> _Written exercise_
Extract every line of all the items below word for word, leaving the pictures out of your answer.

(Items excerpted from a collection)
:::::

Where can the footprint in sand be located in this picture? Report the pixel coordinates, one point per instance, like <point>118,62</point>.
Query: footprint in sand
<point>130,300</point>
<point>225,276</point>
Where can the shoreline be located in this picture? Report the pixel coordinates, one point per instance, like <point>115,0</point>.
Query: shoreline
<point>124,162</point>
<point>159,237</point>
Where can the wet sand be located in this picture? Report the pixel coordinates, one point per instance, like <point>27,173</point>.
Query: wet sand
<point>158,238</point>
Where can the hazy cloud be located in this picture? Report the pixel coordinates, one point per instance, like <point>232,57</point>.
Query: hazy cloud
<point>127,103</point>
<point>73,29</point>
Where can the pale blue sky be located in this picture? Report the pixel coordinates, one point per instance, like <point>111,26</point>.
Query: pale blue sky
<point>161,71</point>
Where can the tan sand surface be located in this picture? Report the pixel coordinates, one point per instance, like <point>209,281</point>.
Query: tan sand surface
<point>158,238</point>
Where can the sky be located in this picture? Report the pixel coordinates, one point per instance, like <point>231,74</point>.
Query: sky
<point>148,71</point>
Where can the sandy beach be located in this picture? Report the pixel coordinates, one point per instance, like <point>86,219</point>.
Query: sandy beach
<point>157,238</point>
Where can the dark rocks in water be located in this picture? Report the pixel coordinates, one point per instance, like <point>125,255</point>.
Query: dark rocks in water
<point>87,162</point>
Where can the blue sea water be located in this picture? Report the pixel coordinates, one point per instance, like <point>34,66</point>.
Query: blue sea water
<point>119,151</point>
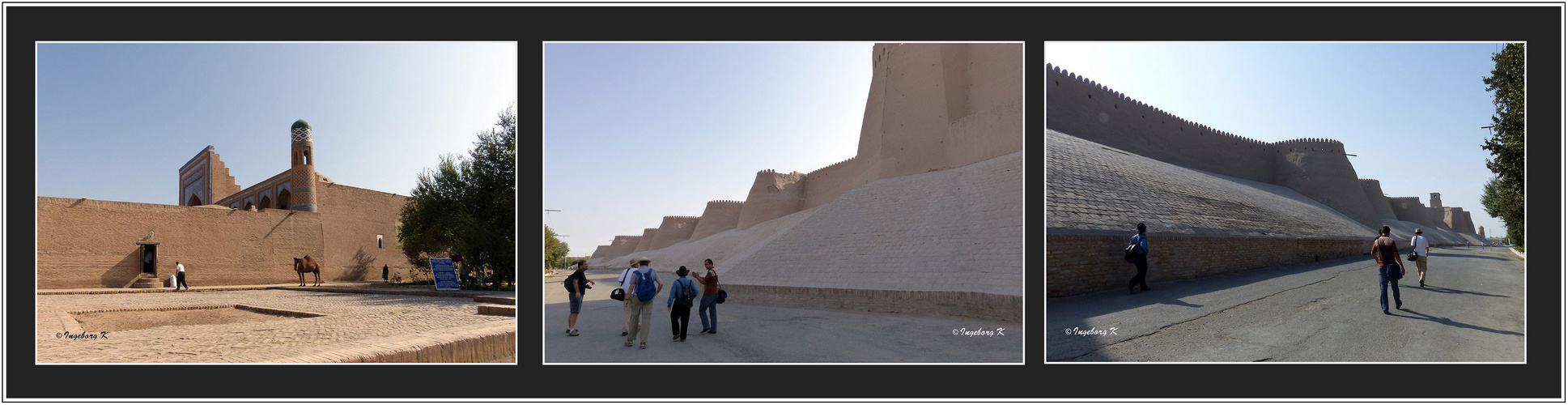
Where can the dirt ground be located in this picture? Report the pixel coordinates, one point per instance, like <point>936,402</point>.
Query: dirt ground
<point>127,321</point>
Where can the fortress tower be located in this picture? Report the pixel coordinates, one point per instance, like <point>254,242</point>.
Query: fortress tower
<point>301,172</point>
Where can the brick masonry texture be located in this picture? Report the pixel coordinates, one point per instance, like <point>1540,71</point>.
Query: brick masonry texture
<point>1092,189</point>
<point>93,244</point>
<point>952,236</point>
<point>1200,224</point>
<point>1313,167</point>
<point>930,206</point>
<point>351,327</point>
<point>350,222</point>
<point>1077,264</point>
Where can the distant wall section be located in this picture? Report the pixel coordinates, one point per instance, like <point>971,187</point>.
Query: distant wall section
<point>771,195</point>
<point>673,229</point>
<point>717,217</point>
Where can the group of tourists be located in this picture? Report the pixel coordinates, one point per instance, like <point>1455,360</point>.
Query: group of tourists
<point>640,284</point>
<point>1383,250</point>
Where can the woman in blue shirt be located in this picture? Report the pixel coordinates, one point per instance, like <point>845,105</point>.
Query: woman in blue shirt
<point>679,305</point>
<point>1142,261</point>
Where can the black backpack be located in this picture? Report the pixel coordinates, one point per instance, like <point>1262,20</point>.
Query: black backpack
<point>687,292</point>
<point>568,283</point>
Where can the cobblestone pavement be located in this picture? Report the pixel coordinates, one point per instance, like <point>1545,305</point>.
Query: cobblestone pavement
<point>764,333</point>
<point>1094,189</point>
<point>350,322</point>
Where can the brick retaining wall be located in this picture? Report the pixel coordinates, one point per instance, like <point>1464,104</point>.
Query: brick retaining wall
<point>1079,264</point>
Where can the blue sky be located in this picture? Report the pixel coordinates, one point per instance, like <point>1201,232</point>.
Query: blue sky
<point>117,122</point>
<point>634,132</point>
<point>1412,113</point>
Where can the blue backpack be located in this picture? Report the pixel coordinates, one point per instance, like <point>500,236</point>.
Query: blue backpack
<point>645,284</point>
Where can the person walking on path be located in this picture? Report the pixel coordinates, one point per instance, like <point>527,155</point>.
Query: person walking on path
<point>679,305</point>
<point>706,311</point>
<point>642,313</point>
<point>1387,256</point>
<point>1141,259</point>
<point>576,288</point>
<point>626,311</point>
<point>179,274</point>
<point>1419,245</point>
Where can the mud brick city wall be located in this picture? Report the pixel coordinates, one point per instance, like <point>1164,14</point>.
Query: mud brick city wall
<point>93,244</point>
<point>350,220</point>
<point>1082,264</point>
<point>958,304</point>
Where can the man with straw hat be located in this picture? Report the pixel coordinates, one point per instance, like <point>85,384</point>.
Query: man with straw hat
<point>1419,245</point>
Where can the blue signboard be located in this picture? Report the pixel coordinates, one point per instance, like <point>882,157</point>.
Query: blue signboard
<point>446,275</point>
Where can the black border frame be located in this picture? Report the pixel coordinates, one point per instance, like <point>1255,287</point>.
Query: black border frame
<point>1539,24</point>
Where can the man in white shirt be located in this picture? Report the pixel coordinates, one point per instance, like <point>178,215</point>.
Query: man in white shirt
<point>640,313</point>
<point>626,311</point>
<point>179,274</point>
<point>1419,245</point>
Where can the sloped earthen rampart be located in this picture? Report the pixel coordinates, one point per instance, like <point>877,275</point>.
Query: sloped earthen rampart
<point>717,217</point>
<point>1082,264</point>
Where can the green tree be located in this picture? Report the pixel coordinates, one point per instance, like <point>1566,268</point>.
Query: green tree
<point>1507,140</point>
<point>468,204</point>
<point>554,250</point>
<point>1507,204</point>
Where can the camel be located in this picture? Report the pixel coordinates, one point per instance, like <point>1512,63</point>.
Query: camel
<point>308,266</point>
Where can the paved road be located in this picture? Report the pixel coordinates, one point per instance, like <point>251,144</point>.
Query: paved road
<point>1471,309</point>
<point>758,333</point>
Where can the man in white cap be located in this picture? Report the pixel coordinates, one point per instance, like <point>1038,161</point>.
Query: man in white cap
<point>640,302</point>
<point>1419,245</point>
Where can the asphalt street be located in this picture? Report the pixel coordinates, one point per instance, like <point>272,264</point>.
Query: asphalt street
<point>1471,311</point>
<point>763,333</point>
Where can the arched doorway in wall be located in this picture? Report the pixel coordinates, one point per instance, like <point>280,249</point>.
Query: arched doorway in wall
<point>283,200</point>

:::::

> _Answer below_
Where can the footprint in sand be located in this picture? Report the pixel coordinates, one point per instance, like <point>118,62</point>.
Query: footprint in sand
<point>130,300</point>
<point>225,276</point>
Where can the shoreline be located in this picture? Report the pixel coordinates, one point per instance, like <point>115,0</point>.
Query: shoreline
<point>124,162</point>
<point>159,237</point>
Where can the wet sand be located in this picture? Report the pixel coordinates, one point per instance, like <point>27,173</point>.
Query: wet sand
<point>158,238</point>
Where can the hazy cloud be located in this picture? Report the pixel coordinates, one point per instance, like <point>232,57</point>.
Query: hazy cloud
<point>127,103</point>
<point>73,29</point>
Where can the pale blue sky be located in this picture? Report the pixel coordinates, one point per instance, like <point>111,26</point>.
Query: pale blue sky
<point>161,71</point>
Where can the tan sand surface be located in this picture? Report the pixel coordinates, one point per instance, like <point>209,281</point>.
Query: tan sand surface
<point>158,238</point>
Where can the sky be located in this picture? Report the pixel coordinates, one point per instance, like <point>231,74</point>.
Query: sky
<point>148,71</point>
Where can the sandy beach be located in this picture? Report the pixel coordinates, one point per instance, like <point>86,219</point>.
Query: sandy beach
<point>157,238</point>
Where can the dark rocks in water be located in this picture? Report the pixel coordinates, one point per instance, like <point>125,255</point>.
Query: dark rocks in water
<point>87,162</point>
Where can the blue sea water be located in this picture? Report the pixel coordinates, one point per instance, like <point>34,66</point>.
Query: blue sea water
<point>119,151</point>
Where can the dirt ground be located in this picture? Report the pixel coordinates, one point per instance, like <point>936,402</point>.
Query: dirt ground
<point>127,321</point>
Where can the fortress tower be located in this picture? Report the pixel coordinates, one point per instance, like <point>254,242</point>.
Query: fortress tower
<point>301,172</point>
Where can the brick masonry texture be located in this picture? Report the pixel coordinates, one point per instance, like <point>1540,71</point>.
Query: brick masonry texture
<point>1092,189</point>
<point>93,244</point>
<point>952,236</point>
<point>1200,224</point>
<point>1313,167</point>
<point>930,206</point>
<point>351,327</point>
<point>350,222</point>
<point>1077,264</point>
Where can the distant wall section be located in this picture? Report the pixel coordinates, one point per instance, like <point>971,187</point>.
Query: distant wall section
<point>771,195</point>
<point>673,229</point>
<point>717,217</point>
Where can the group of tourists be located in this picture? Report the pixel coordinates, one point per instance, like <point>1455,360</point>.
Query: group of tourists
<point>640,284</point>
<point>1383,250</point>
Where can the woman in blue shirt be located in this picture? Report the pixel coordinates, one point per instance, like <point>845,105</point>.
Query: woman in blue shirt
<point>679,305</point>
<point>1142,261</point>
Where can the black backpack be located in this picture? Report the pixel coordinates, one point per instance, like <point>1262,20</point>.
Query: black backpack
<point>687,292</point>
<point>568,283</point>
Where can the cobblestone pavement be located in this picture? Report the pixel coordinates, one point per instance, like <point>1545,305</point>.
Query: cobblestone pavement
<point>764,333</point>
<point>1094,189</point>
<point>350,322</point>
Where can the brick retaining wall be located in this picture? Report the pixel coordinates, one point per instance, like <point>1464,104</point>.
Query: brick retaining wall
<point>1079,264</point>
Where can the blue sky be located in this picture? Report the pixel coordinates, one point per instance, like <point>1201,232</point>.
Query: blue sky
<point>117,122</point>
<point>634,132</point>
<point>1412,113</point>
Where can the blue backpack be located in this picture? Report the pixel coordinates, one point per instance, like <point>500,236</point>.
Query: blue backpack
<point>645,284</point>
Where can the person walking on path be located in this picture? Report the pixel coordinates, one point per instance, like <point>527,155</point>.
Query: person walking on path
<point>679,305</point>
<point>706,311</point>
<point>642,313</point>
<point>1387,256</point>
<point>1141,259</point>
<point>576,288</point>
<point>626,311</point>
<point>179,274</point>
<point>1419,245</point>
Where can the mud brick city wall be located in this picture? Report the pixel coordinates, one point per instance, like <point>1164,14</point>.
Query: mud brick city wall
<point>93,244</point>
<point>350,220</point>
<point>1082,264</point>
<point>958,304</point>
Where can the man with straw hat be located in this picture? Report the pixel coordinates, one point per instance, like <point>85,384</point>.
Query: man with straw hat
<point>1419,245</point>
Where can the blue signboard be located in this picture? Report the pixel coordinates, one point per instance, like <point>882,157</point>.
Query: blue signboard
<point>446,275</point>
Where can the black border frame be located in this picture? Report the pixel coordinates, one point per instance, like <point>1255,287</point>.
Query: black border frame
<point>1539,24</point>
Where can the man in white shirt be located in this picture? Report the pixel coordinates, one point per instance, like <point>178,215</point>.
Query: man in white shirt
<point>640,313</point>
<point>626,311</point>
<point>179,274</point>
<point>1419,245</point>
Where can the sloped earthen rampart be located in this picture? Report the pixel coordinates, one point per instance, like <point>877,275</point>.
Query: sloped earthen rampart
<point>717,217</point>
<point>1082,264</point>
Where can the green tree be located in this picture? Report the pixel coordinates, one point per instance, like <point>1566,268</point>.
Query: green tree
<point>1507,140</point>
<point>468,204</point>
<point>554,250</point>
<point>1507,204</point>
Where can the camel be located in this picture? Report the pixel coordinates, one point per instance, like <point>1512,63</point>.
Query: camel
<point>308,266</point>
Where can the paved road be located in this picture? Report the pixel coordinates, one point per instance, like <point>251,144</point>.
Query: paved road
<point>1471,309</point>
<point>758,333</point>
Where can the man in white cap be located in this picture? Report the pixel coordinates, one point per instance, like <point>1038,161</point>.
Query: man in white cap
<point>640,302</point>
<point>1419,245</point>
Where can the asphalt street be located in this picture? Report the pixel coordinates, one point per instance, like <point>272,264</point>.
Query: asphalt street
<point>1471,311</point>
<point>763,333</point>
Where can the arched doorway in wall be located in this picture? Report the pixel coordinates, one point per instance, like <point>280,249</point>.
Query: arched doorway in wall
<point>283,200</point>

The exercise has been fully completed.